-- Start of Source --

Syllabus

CS 6110 is Cornell’s graduate class on programming languages. It represents what we think every CS PhD student should know about the theory and practice underlying programs. It blends formal foundations with real-world applications and connections to other fields in computer science.

TL;DR

Organization

Announcements and Q&A: Slack

We will use a Slack workspace for announcements and communication about the course. (We’re using Slack instead of Piazza or Ed this semester.) Please sign up for the Slack instance. The course staff will post important updates there that you really want to know about! Check often, and be sure to enable notifications for the #announcements channel.

You can also ask questions—about lectures, homework, or anything else—on Slack. The #pl channel is for this kind of discussion. The course staff will respond as quickly as possible.

If you can answer a question yourself, please do! But be careful not to post answers—if you’re not sure whether something is OK to post, contact the course staff privately. You can do that by sending a direct message in Slack to Alexandra and Noam.

A good post asks a specific question. Here are some examples of bad Slack posts:

If you need help with a homework problem, for example, be sure to include what you’ve tried already, exactly where you’re stuck, and what you’re currently thinking about how to proceed. If you just ask for help without any evidence of effort, we’ll punt the question back to you for more details.

Assignments: Gradescope

You will download homework assignments, upload solutions, and receive grades through Gradescope. Please log in there to see whether you’re in the system. If you’re not, please send your NetID to the course staff and we’ll get you set up.

Please, put your name and/or NetID onto your pdf solutions. We might need to print out the documents in order to grade them, so without your name or NetID it becomes difficult to match your work with you!

Content

We won’t use a textbook, but if you like books, we have some resources to suggest.

Grading

Final grades will be assigned with these proportions:

There is no algorithm for “curving” grades or any predetermined cutoffs, so we won’t be able to answer questions about letter-grade projections.

Assignments

Assignments are due on Wednesdays at 11:59 PM. See the course schedule. You can work on assignments with a partner; you’ll turn in one completed assignment together.

You’ll turn in assignments via Gradescope. We strongly encourage you to use TeX, but you can also write up answers by hand. If you do, scan your work and upload it as a PDF. It’s your responsibility to make sure scans are 100% legible—we won’t regrade work that was too hard to read.

Gold-Star Grading



We are using an experimental, simplified grading scheme for assignments this semester. Our goal is to focus on giving you useful feedback, not on “precisely” scoring every granular facet of a homework problem. There are three possible outcomes:

Earning gold stars on every assignment will achieve an A in the “assignments” category of your course grade.

Timeliness

Late work will not be accepted and will count for zero points. If you need an extension for extenuating circumstances, please talk to the course staff.

Exams

There will be a prelim and a final, both in a take-home format. You’ll be able to take the exams anywhere within a one-week period. See the course schedule.

Makeup exams must be scheduled within the first three weeks of class. Check the schedule now to see if you have a conflict with another class and contact the instructor immediately to reschedule.

-- End of Source --
-- Start of Exercise data --

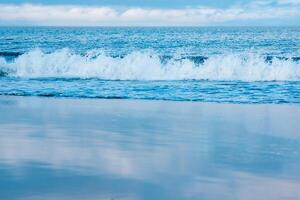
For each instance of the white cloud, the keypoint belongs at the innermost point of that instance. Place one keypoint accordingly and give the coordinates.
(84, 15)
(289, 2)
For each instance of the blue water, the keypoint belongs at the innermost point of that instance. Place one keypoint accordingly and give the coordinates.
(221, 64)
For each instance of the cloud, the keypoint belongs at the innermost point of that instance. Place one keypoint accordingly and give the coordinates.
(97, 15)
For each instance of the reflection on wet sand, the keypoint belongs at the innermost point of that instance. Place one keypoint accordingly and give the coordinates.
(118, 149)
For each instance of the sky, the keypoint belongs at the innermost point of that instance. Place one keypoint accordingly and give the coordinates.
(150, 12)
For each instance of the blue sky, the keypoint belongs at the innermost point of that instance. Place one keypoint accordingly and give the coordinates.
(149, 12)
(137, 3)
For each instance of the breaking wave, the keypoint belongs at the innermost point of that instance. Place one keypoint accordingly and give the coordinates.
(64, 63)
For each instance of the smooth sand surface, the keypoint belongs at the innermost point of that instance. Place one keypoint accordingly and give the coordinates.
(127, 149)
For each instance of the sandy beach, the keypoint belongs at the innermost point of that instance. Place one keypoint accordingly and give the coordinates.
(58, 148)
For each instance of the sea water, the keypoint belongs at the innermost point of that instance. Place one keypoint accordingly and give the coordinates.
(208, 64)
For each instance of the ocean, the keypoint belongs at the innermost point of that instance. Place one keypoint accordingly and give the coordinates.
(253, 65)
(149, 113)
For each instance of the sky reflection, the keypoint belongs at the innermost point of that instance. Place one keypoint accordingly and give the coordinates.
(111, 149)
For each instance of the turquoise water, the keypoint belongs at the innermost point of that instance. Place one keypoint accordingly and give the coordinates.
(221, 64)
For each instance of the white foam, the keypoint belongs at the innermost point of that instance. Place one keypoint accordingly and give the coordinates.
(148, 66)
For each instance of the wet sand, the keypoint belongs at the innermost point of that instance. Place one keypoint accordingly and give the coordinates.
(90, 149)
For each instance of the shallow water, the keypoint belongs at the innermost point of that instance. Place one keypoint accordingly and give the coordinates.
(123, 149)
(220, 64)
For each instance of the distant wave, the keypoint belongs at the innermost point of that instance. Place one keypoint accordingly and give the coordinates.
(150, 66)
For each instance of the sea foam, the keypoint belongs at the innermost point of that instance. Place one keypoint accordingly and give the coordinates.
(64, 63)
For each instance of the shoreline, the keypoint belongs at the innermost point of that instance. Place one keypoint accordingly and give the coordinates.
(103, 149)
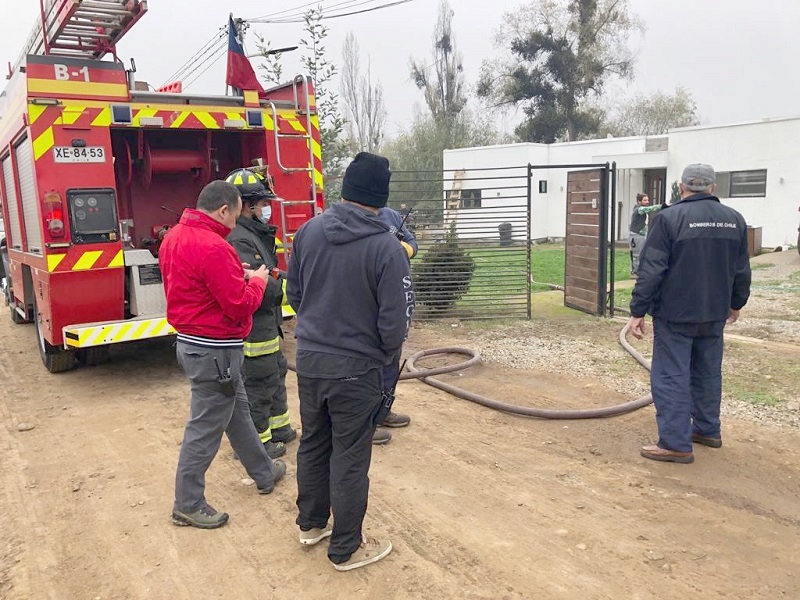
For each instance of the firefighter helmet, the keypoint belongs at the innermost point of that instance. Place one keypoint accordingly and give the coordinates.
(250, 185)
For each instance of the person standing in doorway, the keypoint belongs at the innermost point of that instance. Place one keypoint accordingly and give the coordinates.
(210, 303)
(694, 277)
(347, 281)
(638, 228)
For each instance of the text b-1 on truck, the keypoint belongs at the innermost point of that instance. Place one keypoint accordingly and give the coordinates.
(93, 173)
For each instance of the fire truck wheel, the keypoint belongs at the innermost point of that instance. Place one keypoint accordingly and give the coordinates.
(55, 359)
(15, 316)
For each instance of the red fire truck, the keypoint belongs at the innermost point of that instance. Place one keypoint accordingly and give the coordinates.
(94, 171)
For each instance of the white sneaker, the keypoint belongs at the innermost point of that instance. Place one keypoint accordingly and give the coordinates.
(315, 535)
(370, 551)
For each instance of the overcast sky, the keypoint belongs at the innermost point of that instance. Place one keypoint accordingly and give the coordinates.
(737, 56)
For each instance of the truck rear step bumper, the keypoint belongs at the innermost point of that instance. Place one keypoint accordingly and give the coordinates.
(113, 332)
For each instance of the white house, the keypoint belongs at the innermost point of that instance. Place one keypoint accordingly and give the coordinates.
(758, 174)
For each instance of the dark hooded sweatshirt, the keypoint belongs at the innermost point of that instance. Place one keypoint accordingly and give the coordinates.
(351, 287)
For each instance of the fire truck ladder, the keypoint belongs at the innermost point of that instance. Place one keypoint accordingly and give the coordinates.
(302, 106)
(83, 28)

-- End of Exercise data --

__Tasks to perform__.
A. Check each statement against the CS 6110 syllabus and answer yes or no, quoting the words that decide it: (i) assignments are due on Fridays; (ii) the course uses Slack instead of Piazza or Ed; (iii) late work can still earn partial credit.
B. Pull out every line of the records that contains the word "cloud".

__Per-task answers__.
A.
(i) No: "Assignments are due on Wednesdays at 11:59 PM."
(ii) Yes: "We’re using Slack instead of Piazza or Ed this semester."
(iii) No: "Late work will not be accepted and will count for zero points."

B.
For each instance of the white cloud, the keypoint belongs at the innermost point of that instance. Place one keypoint accordingly and give the coordinates.
For each instance of the cloud, the keypoint belongs at the innermost point of that instance. Place one keypoint accordingly and give the coordinates.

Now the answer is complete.